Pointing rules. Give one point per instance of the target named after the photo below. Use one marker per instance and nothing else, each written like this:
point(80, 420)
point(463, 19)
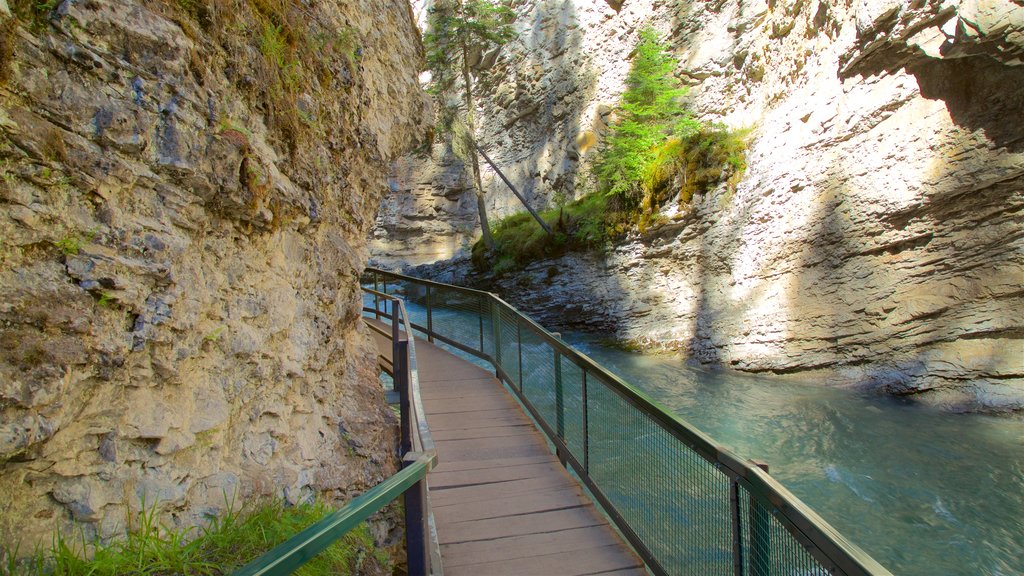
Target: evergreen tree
point(458, 29)
point(649, 113)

○ ○ ○ ○ ○

*Assignment:* Extract the entries in full, exactly as they are, minus the pictures.

*Your response:*
Pointing rules. Give one point per instance of the target named after the photo below. Use one marker per instance and nothing else, each written like this:
point(80, 420)
point(463, 19)
Target: evergreen tree
point(458, 29)
point(649, 113)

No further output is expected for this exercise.